EXERCISES ::
a: From the COBRA guide, list each life event it names as one after which workers and their families can keep employer-sponsored health benefits.
b: According to the COBRA guide, how many days does a person have to decide whether to continue coverage after getting notice of their COBRA rights?
c: Reproduce the stretch of the COBRA guide from "Health Plans that" through "some religious organizations.".

SOURCE PASSAGE ::

|---|

The arrival of COVID-19 has dramatically changed the lives of many in the United States and around the world. Job loss has been one of the unfortunate consequences of the pandemic. More than 30, 000 people in the United States have lost jobs due to business closures and cutbacks. In the United States, job loss also translates to a loss of health insurance for many.
Even without the global pandemic, U.S. workers have some protection of health insurance under COBRA, but current times make it more important that you understand your rights to employer-sponsored health insurance. For many, job loss because of COVID-19 is the first time they have had to deal with involuntarily leaving a role. We’ve developed this guide so you can learn more about COBRA and the ways in which it applies to you if you’ve lost your job during the coronavirus pandemic.
What Is COBRA?
COBRA is an acronym for the Consolidated Omnibus Budget Reconciliation Act, which provides workers and their families the choice to continue employer-sponsored health benefits after job loss, a reduction in hours, job transition, death, divorce, and other qualifying life events. You can think of COBRA as ‘gap insurance,’ because it fills the gap in your health insurance coverage that you or your family would experience after losing employee benefits.
You should know that if your employer paid for your benefits, COBRA does not require employees pay for your continued coverage. Instead, separated employees must pay for their temporary coverage, which can be the entire premium. The law requires that businesses with more than 20 employees who sponsor a group health plan give employees and their families continuation coverage in situations where coverage would end.
Health Plans that Fall Under COBRA
Under federal law, all private-sector employers with more than 20 employees must provide continuation coverage. COBRA does not apply to the federal government, but state and local governments must comply. Other groups exempt from complying with COBRA include churches and some religious organizations.
Qualifying Events to Receive Continuation Coverage Under COBRA
Beyond your employer’s requirement to comply with COBRA, you must also have been enrolled in your employer’s group health insurance plan and experience a qualifying event, which is an event that causes someone to lose their health insurance coverage. The type of event determines who receives benefits and for how long.
Covered employees are eligible for coverage in all situations of job loss except if they were terminated for gross misconduct. Cobra does not cover employees who lose coverage because of a reduction in hours. The same caveats apply for coverage to spouses and dependent children, but other situations also exempt family members from continued coverage under COBRA. They include:
- The covered employee becomes eligible for Medicare.
- A spouse is not covered in the case of divorce or legal separation.
- The covered employee dies.
- Once children are no longer dependent, they lose coverage. The Affordable Care ACT requires plans to make coverage available until a child reaches age 26.
Employer Responsibilities Under COBRA
The employer’s group health plan must give the covered employee and any other beneficiaries notice when a qualifying event occurs. The notice should describe their rights to continuing their health coverage and how to make that choice. The plan must provide notice within 14 days. Once you receive notice of your right to COBRA coverage, the law requires you have 60 days to make a decision on whether to continue your coverage.

|---|

Stored data entries ::
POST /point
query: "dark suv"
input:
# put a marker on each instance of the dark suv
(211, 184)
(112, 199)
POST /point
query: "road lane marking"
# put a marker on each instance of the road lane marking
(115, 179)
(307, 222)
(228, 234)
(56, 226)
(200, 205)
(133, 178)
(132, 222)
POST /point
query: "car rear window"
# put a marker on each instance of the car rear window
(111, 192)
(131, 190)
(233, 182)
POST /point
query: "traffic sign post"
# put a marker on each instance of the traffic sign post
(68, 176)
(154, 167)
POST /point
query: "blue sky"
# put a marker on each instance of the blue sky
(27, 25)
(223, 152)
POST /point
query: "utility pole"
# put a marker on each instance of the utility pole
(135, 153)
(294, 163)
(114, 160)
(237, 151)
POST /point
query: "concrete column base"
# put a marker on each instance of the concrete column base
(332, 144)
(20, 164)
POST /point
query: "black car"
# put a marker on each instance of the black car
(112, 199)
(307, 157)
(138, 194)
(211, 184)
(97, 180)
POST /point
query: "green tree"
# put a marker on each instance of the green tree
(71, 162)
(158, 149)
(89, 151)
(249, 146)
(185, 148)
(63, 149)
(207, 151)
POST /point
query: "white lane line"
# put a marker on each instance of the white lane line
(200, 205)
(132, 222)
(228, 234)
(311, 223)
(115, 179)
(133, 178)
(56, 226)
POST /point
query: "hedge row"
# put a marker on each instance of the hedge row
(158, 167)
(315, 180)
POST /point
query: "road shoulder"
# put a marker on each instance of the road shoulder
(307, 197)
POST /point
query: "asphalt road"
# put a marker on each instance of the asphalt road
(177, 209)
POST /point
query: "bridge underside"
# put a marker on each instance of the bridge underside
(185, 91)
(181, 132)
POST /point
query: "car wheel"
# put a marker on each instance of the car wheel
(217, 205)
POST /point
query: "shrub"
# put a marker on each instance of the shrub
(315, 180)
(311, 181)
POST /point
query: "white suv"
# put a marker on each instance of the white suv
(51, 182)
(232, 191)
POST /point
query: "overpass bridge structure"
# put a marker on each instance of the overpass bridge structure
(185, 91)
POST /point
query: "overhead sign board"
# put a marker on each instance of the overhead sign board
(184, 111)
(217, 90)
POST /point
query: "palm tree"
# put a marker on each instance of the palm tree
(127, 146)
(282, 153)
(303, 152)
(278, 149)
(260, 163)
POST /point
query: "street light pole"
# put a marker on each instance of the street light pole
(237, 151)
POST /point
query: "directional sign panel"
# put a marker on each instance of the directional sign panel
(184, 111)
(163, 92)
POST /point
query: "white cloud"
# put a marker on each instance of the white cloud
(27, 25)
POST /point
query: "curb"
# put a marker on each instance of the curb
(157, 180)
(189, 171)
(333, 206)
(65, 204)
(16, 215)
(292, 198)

|---|

RESULTS ::
a: Job loss, a reduction in hours, job transition, death, and divorce.

b: 60 days.

c:
Health Plans that Fall Under COBRA
Under federal law, all private-sector employers with more than 20 employees must provide continuation coverage. COBRA does not apply to the federal government, but state and local governments must comply. Other groups exempt from complying with COBRA include churches and some religious organizations.